### Exercise A
Update the passage on the UAV trajectory results by writing out everything from "Compared to Scenario" down to "optimal as well." again, with "obstacles" changed to "barriers".

━━━━━ Document passage

In Scenario 1 with three obstacles, AI-SMA exhibits enhanced robustness, as evidenced by achieving optimal standard deviation and second-highest average fitness value among the evaluated algorithms in Table 7. Figure 9a confirms its competitive convergence performance, ranking second among the five algorithms. Trajectory results in Figure 11a and Figure A2a,b reveal that CO-SMA, SMA, and ESMA generate nearly identical flight trajectories for all UAVs, leading to UAV collisions at each waypoint due to insufficient safety distance. Additionally, two significant breaks in these curves indicate that all UAVs will experience severe collisions with obstacles. While SMA-AGDE avoids inter-UAV collisions, as shown in Figure A2c, it fails to prevent critical collisions with two obstacles. In contrast, AI-SMA generates collision-free trajectories for all UAVs except for a minor collision between UAV3 and one obstacle, as shown in Figure 10a. Therefore, AI-SMA is recognized as the best-performing algorithm in Scenario 1.

Compared to Scenario 1, Scenario 2 presents more obstacles and greater challenges. The results shown in Table 7 and Figure 9b indicate that AI-SMA performs best in this scenario. Specifically, AI-SMA achieves the best average fitness and standard deviation, along with superior convergence effectiveness. AI-SMA also successfully generates collision-free flight trajectories for all UAVs, as shown in Figure 10b. Conversely, UAV flight trajectories generated by the other four algorithms, as illustrated in Figure 11b and Figure A3a–c, are not feasible and will collide with obstacles. Consequently, the performance of AI-SMA in Scenario 2 is optimal as well.

Scenario 3 is the most complex, featuring the highest number and density of obstacles. As shown in Table 7 and Figure 9c, AI-SMA achieves the best standard deviation and second place in average fitness and convergence behavior, indicating that the algorithm remains robust even in the most complex scenarios. Furthermore, Figure 11c and Figure A4a–c demonstrate that the UAV flight trajectories generated by CO-SMA, SMA, ESMA, and SMA-AGDE are invalid, with an increase in collision points as scene complexity rises. Only AI-SMA, depicted in Figure 10c, produces complete, flyable, and collision-free flight trajectories, showcasing the excellent performance of the algorithm in Scenario 3.

━━━━━━━━━━

### Exercise B
State how many of the rows below contain the word "wall", giving only the number.

━━━━━ Dataset extract

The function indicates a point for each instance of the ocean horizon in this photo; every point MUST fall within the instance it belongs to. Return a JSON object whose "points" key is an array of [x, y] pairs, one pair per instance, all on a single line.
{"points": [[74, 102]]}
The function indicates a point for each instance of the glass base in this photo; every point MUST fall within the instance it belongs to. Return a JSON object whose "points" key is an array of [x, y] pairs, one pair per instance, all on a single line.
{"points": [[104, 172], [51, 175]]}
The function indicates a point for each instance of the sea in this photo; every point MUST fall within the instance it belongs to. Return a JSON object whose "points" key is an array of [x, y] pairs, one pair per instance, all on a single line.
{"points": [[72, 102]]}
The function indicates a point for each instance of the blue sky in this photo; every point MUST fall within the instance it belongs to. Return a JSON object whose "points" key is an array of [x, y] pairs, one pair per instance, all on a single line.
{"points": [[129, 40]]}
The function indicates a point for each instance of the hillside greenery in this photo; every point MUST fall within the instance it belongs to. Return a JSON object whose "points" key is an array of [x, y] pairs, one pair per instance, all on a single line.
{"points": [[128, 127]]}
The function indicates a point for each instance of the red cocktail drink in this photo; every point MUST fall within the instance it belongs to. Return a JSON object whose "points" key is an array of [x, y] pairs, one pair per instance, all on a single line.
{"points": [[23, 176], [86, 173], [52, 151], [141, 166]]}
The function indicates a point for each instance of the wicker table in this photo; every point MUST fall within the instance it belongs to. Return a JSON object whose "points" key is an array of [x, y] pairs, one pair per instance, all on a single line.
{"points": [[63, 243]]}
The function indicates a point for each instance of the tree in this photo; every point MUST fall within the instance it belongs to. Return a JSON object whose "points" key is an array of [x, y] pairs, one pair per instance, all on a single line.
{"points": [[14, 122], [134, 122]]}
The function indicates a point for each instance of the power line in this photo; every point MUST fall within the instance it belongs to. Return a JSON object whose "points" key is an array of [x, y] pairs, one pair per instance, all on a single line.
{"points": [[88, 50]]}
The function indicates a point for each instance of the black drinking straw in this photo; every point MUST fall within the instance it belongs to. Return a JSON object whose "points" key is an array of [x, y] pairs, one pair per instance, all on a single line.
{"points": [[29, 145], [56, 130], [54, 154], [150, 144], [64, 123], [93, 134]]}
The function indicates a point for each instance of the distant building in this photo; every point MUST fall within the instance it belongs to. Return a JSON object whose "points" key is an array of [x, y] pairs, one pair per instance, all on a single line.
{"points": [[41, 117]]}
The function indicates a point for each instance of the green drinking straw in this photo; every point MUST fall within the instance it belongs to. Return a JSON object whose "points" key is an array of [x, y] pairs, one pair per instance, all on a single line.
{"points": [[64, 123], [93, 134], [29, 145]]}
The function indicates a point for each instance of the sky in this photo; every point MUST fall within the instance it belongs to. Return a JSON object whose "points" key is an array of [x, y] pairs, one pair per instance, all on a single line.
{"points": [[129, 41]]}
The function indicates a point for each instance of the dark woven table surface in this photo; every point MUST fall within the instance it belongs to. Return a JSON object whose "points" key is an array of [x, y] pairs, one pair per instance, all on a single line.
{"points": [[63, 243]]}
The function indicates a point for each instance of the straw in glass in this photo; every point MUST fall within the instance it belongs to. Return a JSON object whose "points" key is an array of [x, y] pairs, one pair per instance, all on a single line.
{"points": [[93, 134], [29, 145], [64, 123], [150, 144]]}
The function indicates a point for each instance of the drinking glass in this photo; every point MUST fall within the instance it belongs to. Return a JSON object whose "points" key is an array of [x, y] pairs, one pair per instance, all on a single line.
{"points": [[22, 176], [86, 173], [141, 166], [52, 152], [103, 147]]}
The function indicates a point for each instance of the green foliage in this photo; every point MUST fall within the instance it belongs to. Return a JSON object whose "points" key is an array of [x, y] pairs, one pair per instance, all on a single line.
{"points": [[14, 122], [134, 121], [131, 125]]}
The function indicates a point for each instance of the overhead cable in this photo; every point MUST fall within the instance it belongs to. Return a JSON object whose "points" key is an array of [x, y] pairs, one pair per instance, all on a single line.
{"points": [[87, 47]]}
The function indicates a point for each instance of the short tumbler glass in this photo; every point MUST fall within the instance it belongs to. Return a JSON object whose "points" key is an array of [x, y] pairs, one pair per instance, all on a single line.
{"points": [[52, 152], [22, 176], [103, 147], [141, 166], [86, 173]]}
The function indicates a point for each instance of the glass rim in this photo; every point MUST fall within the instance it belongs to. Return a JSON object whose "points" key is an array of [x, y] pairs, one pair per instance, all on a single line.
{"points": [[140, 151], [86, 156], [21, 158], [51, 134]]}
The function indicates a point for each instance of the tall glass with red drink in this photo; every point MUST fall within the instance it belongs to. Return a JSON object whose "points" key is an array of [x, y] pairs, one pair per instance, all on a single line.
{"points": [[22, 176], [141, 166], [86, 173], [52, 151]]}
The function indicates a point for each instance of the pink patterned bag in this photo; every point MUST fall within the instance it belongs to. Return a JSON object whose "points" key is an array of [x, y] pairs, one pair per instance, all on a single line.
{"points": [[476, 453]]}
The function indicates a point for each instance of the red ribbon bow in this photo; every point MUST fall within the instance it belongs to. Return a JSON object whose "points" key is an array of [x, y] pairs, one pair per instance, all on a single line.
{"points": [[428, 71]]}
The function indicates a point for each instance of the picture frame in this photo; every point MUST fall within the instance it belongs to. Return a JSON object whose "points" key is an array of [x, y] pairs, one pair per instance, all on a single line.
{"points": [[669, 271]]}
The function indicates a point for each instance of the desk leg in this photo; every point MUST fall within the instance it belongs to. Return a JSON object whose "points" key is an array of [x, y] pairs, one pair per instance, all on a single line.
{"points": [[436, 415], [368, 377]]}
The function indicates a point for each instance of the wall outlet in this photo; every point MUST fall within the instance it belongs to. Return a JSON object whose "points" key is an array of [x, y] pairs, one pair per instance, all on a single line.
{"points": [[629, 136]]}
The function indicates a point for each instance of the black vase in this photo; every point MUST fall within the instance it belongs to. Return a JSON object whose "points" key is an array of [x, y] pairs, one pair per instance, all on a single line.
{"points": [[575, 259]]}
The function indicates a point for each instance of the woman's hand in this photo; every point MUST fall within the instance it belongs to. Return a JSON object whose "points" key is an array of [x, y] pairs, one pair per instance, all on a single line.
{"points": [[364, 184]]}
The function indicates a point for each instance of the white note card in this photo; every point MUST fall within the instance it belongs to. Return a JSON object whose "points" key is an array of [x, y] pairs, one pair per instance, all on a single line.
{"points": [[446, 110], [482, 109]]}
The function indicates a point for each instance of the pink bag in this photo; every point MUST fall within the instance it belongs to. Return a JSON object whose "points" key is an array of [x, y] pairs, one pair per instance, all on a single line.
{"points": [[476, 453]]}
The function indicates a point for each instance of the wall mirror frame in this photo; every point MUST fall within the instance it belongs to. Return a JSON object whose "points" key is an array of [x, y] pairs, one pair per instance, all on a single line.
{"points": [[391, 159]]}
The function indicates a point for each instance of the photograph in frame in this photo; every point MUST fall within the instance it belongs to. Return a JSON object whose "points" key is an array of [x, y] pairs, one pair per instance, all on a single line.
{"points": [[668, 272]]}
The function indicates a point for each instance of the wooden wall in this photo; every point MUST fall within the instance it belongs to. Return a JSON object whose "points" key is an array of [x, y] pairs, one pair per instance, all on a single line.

━━━━━━━━━━

### Answer A
Compared to Scenario 1, Scenario 2 presents more barriers and greater challenges. The results shown in Table 7 and Figure 9b indicate that AI-SMA performs best in this scenario. Specifically, AI-SMA achieves the best average fitness and standard deviation, along with superior convergence effectiveness. AI-SMA also successfully generates collision-free flight trajectories for all UAVs, as shown in Figure 10b. Conversely, UAV flight trajectories generated by the other four algorithms, as illustrated in Figure 11b and Figure A3a–c, are not feasible and will collide with barriers. Consequently, the performance of AI-SMA in Scenario 2 is optimal as well.

### Answer B
3